Central Maine driving conditions can be seen above. But we managed to arrive at our destination, and now the poodle and I are comfortably making coffee and watching squirrels. My situation is nothing like the situation of the Frost poem that follows. But this was my very first experiential Frost poem at the Frost Place, and I'm feeling sentimental, and a little bit cold.
An Old Man’s Winter Night
Robert Frost
All out-of-doors looked darkly in at him
Through the thin frost, almost in separate stars,
That gathers on the pane in empty rooms.
What kept his eyes from giving back the gaze
Was the lamp tilted near them in his hand.
What kept him from remembering what it was
That brought him to that creaking room was age.
He stood with barrels round him—at a loss.
And having scared the cellar under him
In clomping here, he scared it once again
In clomping off—and scared the outer night,
Which has its sounds, familiar, like the roar
Of trees and crack of branches, common things,
But nothing so like beating on a box.
====
*What you will do*:
Please extract everything from "Central Maine driving" down to "room was age." in the Frost passage above, keeping each word unchanged. The lines that come next were drawn from a separate source.

Items taken from a labeling collection
====
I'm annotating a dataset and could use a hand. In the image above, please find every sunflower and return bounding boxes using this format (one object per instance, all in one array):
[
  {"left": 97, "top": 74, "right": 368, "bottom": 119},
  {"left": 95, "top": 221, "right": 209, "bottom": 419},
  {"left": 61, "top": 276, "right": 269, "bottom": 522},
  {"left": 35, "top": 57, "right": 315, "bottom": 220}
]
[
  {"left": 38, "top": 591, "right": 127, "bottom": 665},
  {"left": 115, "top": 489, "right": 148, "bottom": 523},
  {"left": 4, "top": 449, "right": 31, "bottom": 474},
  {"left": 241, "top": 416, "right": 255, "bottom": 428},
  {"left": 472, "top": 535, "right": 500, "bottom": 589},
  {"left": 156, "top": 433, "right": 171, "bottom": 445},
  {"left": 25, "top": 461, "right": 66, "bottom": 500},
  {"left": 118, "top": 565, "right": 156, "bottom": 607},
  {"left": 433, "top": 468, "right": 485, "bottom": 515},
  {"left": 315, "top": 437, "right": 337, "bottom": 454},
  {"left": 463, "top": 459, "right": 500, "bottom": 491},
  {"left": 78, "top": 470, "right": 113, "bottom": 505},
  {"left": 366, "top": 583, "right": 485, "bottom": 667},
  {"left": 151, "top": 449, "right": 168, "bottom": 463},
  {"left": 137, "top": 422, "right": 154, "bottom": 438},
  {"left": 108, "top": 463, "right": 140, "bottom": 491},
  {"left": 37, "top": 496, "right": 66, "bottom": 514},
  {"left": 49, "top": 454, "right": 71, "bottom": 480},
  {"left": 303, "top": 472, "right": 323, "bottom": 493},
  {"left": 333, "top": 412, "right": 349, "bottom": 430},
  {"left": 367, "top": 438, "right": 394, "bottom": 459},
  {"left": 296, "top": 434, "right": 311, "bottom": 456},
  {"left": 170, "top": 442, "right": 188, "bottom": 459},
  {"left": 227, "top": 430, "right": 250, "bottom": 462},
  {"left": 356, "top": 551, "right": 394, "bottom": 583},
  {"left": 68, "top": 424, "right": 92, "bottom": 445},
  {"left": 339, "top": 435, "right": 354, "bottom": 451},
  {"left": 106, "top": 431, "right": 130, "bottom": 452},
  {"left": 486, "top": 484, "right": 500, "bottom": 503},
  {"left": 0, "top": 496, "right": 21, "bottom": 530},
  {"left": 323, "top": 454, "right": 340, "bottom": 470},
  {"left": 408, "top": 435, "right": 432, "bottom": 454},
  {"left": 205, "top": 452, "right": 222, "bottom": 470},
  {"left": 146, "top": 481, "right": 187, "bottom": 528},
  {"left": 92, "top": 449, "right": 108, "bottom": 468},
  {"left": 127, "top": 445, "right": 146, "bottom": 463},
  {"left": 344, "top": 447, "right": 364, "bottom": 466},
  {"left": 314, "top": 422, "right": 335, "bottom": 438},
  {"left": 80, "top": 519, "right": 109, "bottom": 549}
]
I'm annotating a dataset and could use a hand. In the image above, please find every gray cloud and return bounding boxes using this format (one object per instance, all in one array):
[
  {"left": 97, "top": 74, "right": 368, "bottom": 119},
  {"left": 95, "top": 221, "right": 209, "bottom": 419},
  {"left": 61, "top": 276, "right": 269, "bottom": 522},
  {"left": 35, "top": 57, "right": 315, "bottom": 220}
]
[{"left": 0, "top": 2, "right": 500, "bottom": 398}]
====
*Written response*:
Central Maine driving conditions can be seen above. But we managed to arrive at our destination, and now the poodle and I are comfortably making coffee and watching squirrels. My situation is nothing like the situation of the Frost poem that follows. But this was my very first experiential Frost poem at the Frost Place, and I'm feeling sentimental, and a little bit cold.
An Old Man’s Winter Night
Robert Frost
All out-of-doors looked darkly in at him
Through the thin frost, almost in separate stars,
That gathers on the pane in empty rooms.
What kept his eyes from giving back the gaze
Was the lamp tilted near them in his hand.
What kept him from remembering what it was
That brought him to that creaking room was age.